Pointing dataset records
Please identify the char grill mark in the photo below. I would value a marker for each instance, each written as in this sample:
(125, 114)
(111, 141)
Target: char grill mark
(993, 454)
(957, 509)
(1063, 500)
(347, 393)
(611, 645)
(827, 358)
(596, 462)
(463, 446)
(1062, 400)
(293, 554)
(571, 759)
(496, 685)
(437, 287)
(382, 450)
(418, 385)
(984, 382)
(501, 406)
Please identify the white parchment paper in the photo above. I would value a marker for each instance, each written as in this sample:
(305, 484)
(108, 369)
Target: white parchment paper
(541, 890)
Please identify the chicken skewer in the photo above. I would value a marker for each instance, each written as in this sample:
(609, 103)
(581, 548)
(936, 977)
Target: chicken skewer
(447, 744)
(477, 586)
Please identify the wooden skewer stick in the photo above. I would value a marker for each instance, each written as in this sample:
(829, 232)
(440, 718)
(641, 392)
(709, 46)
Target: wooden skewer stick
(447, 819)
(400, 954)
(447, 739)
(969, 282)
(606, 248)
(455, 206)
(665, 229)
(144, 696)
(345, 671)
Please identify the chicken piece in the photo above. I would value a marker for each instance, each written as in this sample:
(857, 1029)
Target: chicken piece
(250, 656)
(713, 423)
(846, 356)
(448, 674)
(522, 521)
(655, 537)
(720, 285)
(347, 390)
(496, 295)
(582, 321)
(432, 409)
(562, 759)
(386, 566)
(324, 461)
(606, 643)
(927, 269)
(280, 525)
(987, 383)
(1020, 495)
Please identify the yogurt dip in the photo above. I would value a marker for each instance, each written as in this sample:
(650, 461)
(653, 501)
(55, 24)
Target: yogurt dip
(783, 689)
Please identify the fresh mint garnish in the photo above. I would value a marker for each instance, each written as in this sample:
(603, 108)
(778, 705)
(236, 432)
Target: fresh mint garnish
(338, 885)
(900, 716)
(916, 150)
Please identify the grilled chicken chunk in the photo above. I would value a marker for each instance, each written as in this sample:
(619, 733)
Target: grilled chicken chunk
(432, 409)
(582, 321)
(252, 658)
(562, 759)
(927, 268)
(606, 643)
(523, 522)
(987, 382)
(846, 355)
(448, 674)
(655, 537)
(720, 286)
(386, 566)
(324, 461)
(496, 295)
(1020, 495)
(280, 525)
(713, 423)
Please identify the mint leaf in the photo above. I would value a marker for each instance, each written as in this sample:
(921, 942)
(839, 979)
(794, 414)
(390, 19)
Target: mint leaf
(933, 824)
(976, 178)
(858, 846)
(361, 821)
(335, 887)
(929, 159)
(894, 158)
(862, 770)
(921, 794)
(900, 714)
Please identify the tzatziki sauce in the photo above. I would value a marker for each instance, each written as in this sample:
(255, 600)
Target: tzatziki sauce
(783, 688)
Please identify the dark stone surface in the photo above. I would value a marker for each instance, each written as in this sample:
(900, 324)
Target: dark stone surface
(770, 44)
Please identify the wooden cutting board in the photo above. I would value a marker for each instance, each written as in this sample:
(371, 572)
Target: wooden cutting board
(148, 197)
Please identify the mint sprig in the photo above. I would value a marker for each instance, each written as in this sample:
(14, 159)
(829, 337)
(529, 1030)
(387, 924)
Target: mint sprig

> OBJECTIVE
Please copy out the lines of the listing above, from the line with "Please identify the grilled" through the end of the listing, reproducing each one verbatim.

> SOLUTION FOR THIS TASK
Please identify the grilled chicken chunk in the photo above. I would value a marker for each instance, each written as in this sample:
(619, 733)
Target: grilled chicken chunk
(432, 409)
(582, 321)
(252, 658)
(562, 759)
(927, 268)
(606, 643)
(523, 522)
(987, 382)
(846, 355)
(448, 674)
(655, 537)
(720, 286)
(386, 566)
(324, 461)
(496, 295)
(1020, 495)
(280, 525)
(713, 423)
Please identify the mint leaf in the photo above. I would value a marker for each instance, each written as in this sample:
(921, 942)
(839, 979)
(794, 414)
(390, 19)
Target: mint leaf
(933, 824)
(976, 178)
(858, 846)
(361, 821)
(335, 887)
(929, 159)
(894, 158)
(862, 770)
(921, 794)
(900, 714)
Please identify the tzatziki sauce in the photo above. I would value a marker for each instance, each written as in this sample:
(255, 600)
Target: tzatziki sauce
(783, 688)
Please identify the dark stone surface in the photo above. I would value a marker for each instance, each written as in this sample:
(900, 324)
Target: dark stone surface
(770, 44)
Please identify the wooden cutting board in the photo above. I would value a marker for each instance, each written as in this sample:
(371, 572)
Target: wooden cutting board
(148, 197)
Please identify the mint sprig in the photo above. I would value a marker for each instance, each written as in this sample:
(14, 159)
(829, 337)
(529, 1030)
(387, 924)
Target: mint sprig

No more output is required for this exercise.